» **Problem to work on**
Beneath this sentence is a set of records; write each of them out exactly.

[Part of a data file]
────────────────────
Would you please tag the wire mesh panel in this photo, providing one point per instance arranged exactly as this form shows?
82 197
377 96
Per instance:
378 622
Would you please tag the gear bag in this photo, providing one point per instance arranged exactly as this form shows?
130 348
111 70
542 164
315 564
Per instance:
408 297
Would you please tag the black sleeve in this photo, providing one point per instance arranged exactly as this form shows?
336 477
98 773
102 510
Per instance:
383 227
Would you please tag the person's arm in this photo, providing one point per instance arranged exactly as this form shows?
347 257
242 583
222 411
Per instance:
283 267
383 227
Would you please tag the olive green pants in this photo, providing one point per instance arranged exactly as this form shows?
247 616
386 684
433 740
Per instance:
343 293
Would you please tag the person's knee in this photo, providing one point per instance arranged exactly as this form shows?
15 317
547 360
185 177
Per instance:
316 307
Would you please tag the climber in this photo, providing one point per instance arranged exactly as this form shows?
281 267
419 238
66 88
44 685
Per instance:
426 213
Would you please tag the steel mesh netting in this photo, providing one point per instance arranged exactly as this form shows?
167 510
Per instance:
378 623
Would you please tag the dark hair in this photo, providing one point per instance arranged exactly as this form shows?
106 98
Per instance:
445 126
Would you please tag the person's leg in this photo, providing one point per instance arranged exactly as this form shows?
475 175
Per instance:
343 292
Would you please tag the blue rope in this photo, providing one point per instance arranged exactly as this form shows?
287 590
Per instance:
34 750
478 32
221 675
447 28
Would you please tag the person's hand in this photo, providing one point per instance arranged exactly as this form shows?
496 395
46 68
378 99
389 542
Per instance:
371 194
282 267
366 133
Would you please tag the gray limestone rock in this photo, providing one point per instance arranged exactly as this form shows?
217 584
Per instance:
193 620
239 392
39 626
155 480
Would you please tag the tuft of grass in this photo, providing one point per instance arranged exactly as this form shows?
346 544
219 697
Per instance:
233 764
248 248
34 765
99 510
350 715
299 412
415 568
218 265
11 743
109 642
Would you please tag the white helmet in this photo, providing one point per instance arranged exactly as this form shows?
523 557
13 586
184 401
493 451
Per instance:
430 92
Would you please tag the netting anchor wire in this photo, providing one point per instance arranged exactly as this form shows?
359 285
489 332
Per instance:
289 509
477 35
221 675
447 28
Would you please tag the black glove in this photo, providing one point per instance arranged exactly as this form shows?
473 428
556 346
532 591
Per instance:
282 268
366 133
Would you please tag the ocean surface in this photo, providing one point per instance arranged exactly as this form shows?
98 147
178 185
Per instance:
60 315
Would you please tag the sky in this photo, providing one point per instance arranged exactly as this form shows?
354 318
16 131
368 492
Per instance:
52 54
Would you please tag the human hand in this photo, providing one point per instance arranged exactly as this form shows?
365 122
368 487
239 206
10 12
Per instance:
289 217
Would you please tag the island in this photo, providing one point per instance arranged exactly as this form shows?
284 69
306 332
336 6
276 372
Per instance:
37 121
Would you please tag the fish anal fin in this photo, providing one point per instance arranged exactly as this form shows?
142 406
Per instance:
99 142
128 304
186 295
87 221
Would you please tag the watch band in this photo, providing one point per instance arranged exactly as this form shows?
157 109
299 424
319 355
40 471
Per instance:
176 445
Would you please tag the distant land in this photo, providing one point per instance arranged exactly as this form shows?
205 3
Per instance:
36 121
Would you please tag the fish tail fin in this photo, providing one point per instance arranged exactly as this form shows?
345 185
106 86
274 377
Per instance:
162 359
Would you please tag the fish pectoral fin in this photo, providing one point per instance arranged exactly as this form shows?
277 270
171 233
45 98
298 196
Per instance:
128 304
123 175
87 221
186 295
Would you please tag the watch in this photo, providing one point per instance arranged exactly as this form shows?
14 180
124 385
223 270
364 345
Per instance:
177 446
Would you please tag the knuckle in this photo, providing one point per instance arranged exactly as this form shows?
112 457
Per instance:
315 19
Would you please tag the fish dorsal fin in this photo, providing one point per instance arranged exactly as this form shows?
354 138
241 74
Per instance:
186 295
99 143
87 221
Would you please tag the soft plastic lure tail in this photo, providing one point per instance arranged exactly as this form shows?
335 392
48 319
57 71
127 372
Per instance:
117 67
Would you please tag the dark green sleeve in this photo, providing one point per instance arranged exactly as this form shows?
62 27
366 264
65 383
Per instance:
────────────────────
» **Full answer**
Would you please tag the wire mesh panel in this photo, providing one point per instance arranged exactly as this form shows?
82 197
377 96
Per instance:
378 622
Would you please tag the gear bag in this photo, providing one point per instance arranged exactly as this form shows?
130 348
111 70
542 164
315 564
Per instance:
408 297
Would you please tag the black sleeve in this photo, providing one point per instance arranged exactly as this form shows?
336 477
98 773
102 510
Per instance:
383 227
Would you please tag the person's arm in this photo, providing one point per instance arranged exactly as this form shows?
347 257
242 583
222 411
Per instance:
283 267
383 227
Would you please tag the olive green pants in this photo, providing one point per instance arranged exactly as this form shows?
247 616
386 684
433 740
Per instance:
343 293
Would you please tag the person's knee in this photo, providing one point per instance arranged exactly as this form shows?
15 317
547 360
185 177
Per instance:
316 307
Would you please tag the climber in this photo, providing one point per instance arranged exactly as this form shows?
281 267
419 238
66 88
44 685
Per instance:
426 213
Would you please tag the steel mesh netting in this photo, providing one point per instance arranged exactly as this form shows?
167 510
Per instance:
378 623
Would you please tag the dark hair in this photo, providing one point per instance arranged exactly as this form shows?
106 98
Per instance:
445 126
Would you please tag the person's leg in this photo, providing one point per instance arranged exactly as this form shows?
475 175
Per instance:
343 292
Would you please tag the blue rope in this photo, providing one point per instance arranged exactly as this form shows?
287 590
Per instance:
34 750
478 32
221 675
447 28
Would you please tag the person's hand in this photo, providing one point per instance arranged exactly as this form shows?
496 395
46 68
378 99
389 542
Per instance:
371 194
282 267
366 133
Would you please tag the gray limestone rock in this photo, providing one point per instance arranged exactly as this form shows?
217 584
Per instance:
193 620
239 392
39 626
155 480
Would you please tag the tuft of grass in this photo, providing one point per instance arranged exactly as this form shows?
346 544
219 697
Per instance:
233 764
248 248
34 765
99 510
350 715
299 412
415 568
218 265
11 743
109 642
Would you please tag the white helmet in this photo, providing one point per instance arranged exactly as this form shows?
523 557
13 586
184 401
493 451
Per instance:
430 92
Would you please tag the netting anchor wire in this photo, providing one point per instance arranged exactly as this form shows?
359 285
489 332
Per instance:
289 509
477 35
221 675
447 28
Would you please tag the black glove in this photo, providing one point per instance arranged exactly as this form shows?
473 428
556 346
532 591
Per instance:
282 268
366 133
Would you please tag the ocean surface in this photo, providing one point per instance arranged exactly as this form shows?
98 147
178 185
Per instance:
60 315
Would you please tag the sky in this photo, providing one point per instance arranged exactly as this form shows?
354 318
16 131
368 492
Per instance:
52 54
Would you please tag the human hand in this photo, providing one point per instance arranged exactly as this form shows?
365 122
368 487
239 206
10 12
Per instance:
289 217
Would you please tag the island in this photo, providing one point per instance arranged exactly as this form shows?
284 69
306 332
336 6
276 372
Per instance:
37 121
Would you please tag the fish anal fin in this photo, providing one point per instance arranged exactly as this form shows?
142 406
Per instance:
99 142
128 304
186 295
87 221
Would you please tag the watch band in this photo, providing one point per instance arranged exactly as this form shows?
157 109
299 424
319 355
40 471
Per instance:
176 445
Would you please tag the distant land in this photo, providing one point per instance arranged exactly as this form shows?
205 3
Per instance:
36 121
Would you please tag the fish tail fin in this photo, providing one point per instance arranged exactly as this form shows?
345 185
106 86
274 377
Per instance:
162 359
Would you please tag the fish pectoral fin in this photo, providing one point per instance arranged exactly as this form shows?
277 270
171 233
45 98
298 196
Per instance:
128 304
123 175
87 221
186 295
Would you please tag the watch in this photo, providing one point per instance arranged exactly as this form shows?
14 180
124 385
223 270
364 345
Per instance:
177 446
Would you please tag the knuckle in this photo, providing one point per instance arranged exactly as this form shows?
112 457
Per instance:
315 19
Would you please tag the fish dorsal fin in this photo, providing one point per instance arranged exactly as this form shows?
354 138
241 74
Per instance:
186 295
99 143
87 221
Would you please tag the soft plastic lure tail in this photo, providing one point per instance arranged exactly as this form shows?
335 392
48 319
57 71
127 372
Per instance:
117 67
Would you please tag the dark green sleeve in this photo, providing one point per instance arranged exactly as this form shows?
62 27
366 264
65 383
Per instance:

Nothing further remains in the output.